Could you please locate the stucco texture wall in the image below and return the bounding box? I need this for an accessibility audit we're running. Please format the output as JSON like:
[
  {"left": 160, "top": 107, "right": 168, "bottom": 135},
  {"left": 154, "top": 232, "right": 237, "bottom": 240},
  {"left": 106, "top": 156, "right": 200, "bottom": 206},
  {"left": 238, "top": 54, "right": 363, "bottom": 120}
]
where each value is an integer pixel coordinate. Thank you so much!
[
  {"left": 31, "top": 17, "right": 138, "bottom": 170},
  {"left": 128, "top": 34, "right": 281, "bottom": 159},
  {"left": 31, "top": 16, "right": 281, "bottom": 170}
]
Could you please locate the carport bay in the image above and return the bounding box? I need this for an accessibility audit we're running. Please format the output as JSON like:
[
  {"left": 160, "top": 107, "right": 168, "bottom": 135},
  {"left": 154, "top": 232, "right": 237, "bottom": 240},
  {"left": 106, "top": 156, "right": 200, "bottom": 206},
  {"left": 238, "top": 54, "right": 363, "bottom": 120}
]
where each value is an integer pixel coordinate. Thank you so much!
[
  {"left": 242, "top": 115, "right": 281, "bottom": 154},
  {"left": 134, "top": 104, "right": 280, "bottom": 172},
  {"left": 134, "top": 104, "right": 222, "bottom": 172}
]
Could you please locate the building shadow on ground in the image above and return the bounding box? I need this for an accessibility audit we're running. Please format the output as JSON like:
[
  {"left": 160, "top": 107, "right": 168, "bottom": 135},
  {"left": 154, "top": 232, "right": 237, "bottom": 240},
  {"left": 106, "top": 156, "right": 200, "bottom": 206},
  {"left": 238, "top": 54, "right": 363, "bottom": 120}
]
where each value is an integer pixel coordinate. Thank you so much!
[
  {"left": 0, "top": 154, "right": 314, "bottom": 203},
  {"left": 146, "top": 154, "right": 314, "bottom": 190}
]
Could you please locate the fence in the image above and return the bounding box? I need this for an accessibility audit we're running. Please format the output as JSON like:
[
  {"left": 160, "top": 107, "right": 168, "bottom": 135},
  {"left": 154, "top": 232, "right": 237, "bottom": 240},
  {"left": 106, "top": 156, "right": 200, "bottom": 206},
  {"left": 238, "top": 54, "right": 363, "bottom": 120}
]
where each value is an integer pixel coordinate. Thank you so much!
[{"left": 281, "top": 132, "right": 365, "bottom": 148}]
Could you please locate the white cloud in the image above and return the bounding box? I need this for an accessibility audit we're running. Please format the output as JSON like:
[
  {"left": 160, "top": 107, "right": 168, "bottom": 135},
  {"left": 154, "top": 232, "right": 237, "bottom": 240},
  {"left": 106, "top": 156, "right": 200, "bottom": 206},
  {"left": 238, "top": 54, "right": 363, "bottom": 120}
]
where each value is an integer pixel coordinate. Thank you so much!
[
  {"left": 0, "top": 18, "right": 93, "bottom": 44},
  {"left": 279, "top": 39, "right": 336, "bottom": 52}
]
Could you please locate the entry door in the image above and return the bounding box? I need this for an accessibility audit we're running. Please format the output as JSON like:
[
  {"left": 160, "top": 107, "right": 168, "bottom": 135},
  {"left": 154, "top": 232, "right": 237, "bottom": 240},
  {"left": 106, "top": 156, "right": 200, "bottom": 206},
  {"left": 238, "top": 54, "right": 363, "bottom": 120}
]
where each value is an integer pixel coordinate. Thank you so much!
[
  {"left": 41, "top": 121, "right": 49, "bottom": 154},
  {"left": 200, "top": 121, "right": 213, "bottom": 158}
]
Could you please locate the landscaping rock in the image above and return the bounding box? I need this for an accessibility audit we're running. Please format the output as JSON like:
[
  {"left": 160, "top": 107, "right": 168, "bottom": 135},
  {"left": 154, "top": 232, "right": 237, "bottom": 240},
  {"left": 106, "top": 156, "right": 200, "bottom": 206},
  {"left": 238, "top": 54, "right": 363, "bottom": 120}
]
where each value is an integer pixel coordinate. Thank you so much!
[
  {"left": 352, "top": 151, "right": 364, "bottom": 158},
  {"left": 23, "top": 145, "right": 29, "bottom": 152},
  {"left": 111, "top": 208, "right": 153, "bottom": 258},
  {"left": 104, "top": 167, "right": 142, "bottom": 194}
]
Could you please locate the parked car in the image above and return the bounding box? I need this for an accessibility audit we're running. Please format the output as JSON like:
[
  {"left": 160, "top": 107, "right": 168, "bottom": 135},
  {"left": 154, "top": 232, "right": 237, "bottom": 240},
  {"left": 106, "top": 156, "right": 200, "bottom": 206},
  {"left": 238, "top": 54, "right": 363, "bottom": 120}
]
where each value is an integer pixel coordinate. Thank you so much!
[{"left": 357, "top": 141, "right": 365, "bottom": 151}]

= = =

**SHORT EXERCISE**. Can you update all the rows above so that every "accessibility audit" reads "site survey" and nothing else changes?

**PROBLEM SOLUTION**.
Could you please locate the stucco texture wall in the image below and return the bounding box? I need this for an site survey we're running. Please format the output as JSON like:
[
  {"left": 160, "top": 107, "right": 168, "bottom": 135},
  {"left": 154, "top": 232, "right": 237, "bottom": 240},
  {"left": 106, "top": 156, "right": 200, "bottom": 206},
  {"left": 238, "top": 54, "right": 363, "bottom": 120}
]
where each value is an integer pixel coordinate. Thank you so much!
[
  {"left": 31, "top": 17, "right": 138, "bottom": 170},
  {"left": 128, "top": 34, "right": 281, "bottom": 159},
  {"left": 31, "top": 16, "right": 281, "bottom": 170}
]
Could you please locate the carport bay in the image above and return the bounding box? I need this for an site survey we're running. Please format the output as JSON like:
[
  {"left": 160, "top": 107, "right": 168, "bottom": 135},
  {"left": 154, "top": 232, "right": 237, "bottom": 240},
  {"left": 106, "top": 156, "right": 200, "bottom": 206},
  {"left": 238, "top": 54, "right": 363, "bottom": 120}
]
where each value is an integer pixel coordinate. Thank you so much!
[
  {"left": 242, "top": 115, "right": 281, "bottom": 154},
  {"left": 134, "top": 104, "right": 280, "bottom": 172},
  {"left": 134, "top": 104, "right": 222, "bottom": 172}
]
Could you please locate the building shadow on ground in the image above and return the bounding box? I need this for an site survey we're running. Please format the output as JSON like:
[
  {"left": 160, "top": 107, "right": 168, "bottom": 135},
  {"left": 154, "top": 232, "right": 237, "bottom": 240},
  {"left": 106, "top": 156, "right": 200, "bottom": 206},
  {"left": 238, "top": 54, "right": 363, "bottom": 120}
]
where each value is an integer pixel coordinate. Thank you so much!
[
  {"left": 0, "top": 154, "right": 314, "bottom": 203},
  {"left": 146, "top": 154, "right": 314, "bottom": 190}
]
Could you please locate the fence in the image above and return the bounding box? I need this for an site survey we're running. Please format the output as JSON like:
[
  {"left": 160, "top": 107, "right": 168, "bottom": 135},
  {"left": 154, "top": 232, "right": 237, "bottom": 240},
  {"left": 106, "top": 156, "right": 200, "bottom": 206},
  {"left": 238, "top": 54, "right": 363, "bottom": 120}
]
where each value is an integer pixel coordinate. Thank you so much!
[{"left": 281, "top": 132, "right": 365, "bottom": 148}]
Could you please locate the white cloud in the image above and return the bounding box? I need this for an site survey we're running. Please format the output as JSON like:
[
  {"left": 160, "top": 107, "right": 168, "bottom": 135},
  {"left": 154, "top": 232, "right": 237, "bottom": 240},
  {"left": 106, "top": 156, "right": 200, "bottom": 206},
  {"left": 238, "top": 54, "right": 363, "bottom": 120}
]
where each value is an integer pixel coordinate. Thank you so much!
[
  {"left": 0, "top": 18, "right": 93, "bottom": 44},
  {"left": 279, "top": 39, "right": 336, "bottom": 52}
]
Could you please locate the entry door in the image above and return the bounding box? I need this for an site survey we're running. Please format the output as JSON like:
[
  {"left": 160, "top": 107, "right": 168, "bottom": 135},
  {"left": 154, "top": 232, "right": 237, "bottom": 240},
  {"left": 106, "top": 156, "right": 200, "bottom": 206},
  {"left": 238, "top": 54, "right": 363, "bottom": 120}
]
where each value is an integer pixel coordinate. Thank you so much!
[
  {"left": 41, "top": 121, "right": 49, "bottom": 154},
  {"left": 200, "top": 121, "right": 213, "bottom": 158}
]
Could you please locate the landscaping rock in the image above and return the bounding box? I need this for an site survey we're running. Please format the output as JSON like:
[
  {"left": 160, "top": 107, "right": 168, "bottom": 135},
  {"left": 154, "top": 232, "right": 237, "bottom": 240},
  {"left": 106, "top": 156, "right": 200, "bottom": 206},
  {"left": 238, "top": 54, "right": 363, "bottom": 120}
]
where each value is an integer pixel coordinate. Thank you so much!
[
  {"left": 352, "top": 151, "right": 364, "bottom": 158},
  {"left": 23, "top": 145, "right": 29, "bottom": 152},
  {"left": 111, "top": 208, "right": 153, "bottom": 258},
  {"left": 104, "top": 167, "right": 142, "bottom": 194}
]
Could you please locate the parked car in the image above and return the bounding box? I need this for an site survey we're running. Please format the output as JSON like:
[
  {"left": 160, "top": 107, "right": 168, "bottom": 135},
  {"left": 154, "top": 232, "right": 237, "bottom": 240},
  {"left": 106, "top": 156, "right": 200, "bottom": 206},
  {"left": 238, "top": 54, "right": 363, "bottom": 120}
]
where each value is an integer pixel coordinate. Thank you so much!
[{"left": 357, "top": 141, "right": 365, "bottom": 151}]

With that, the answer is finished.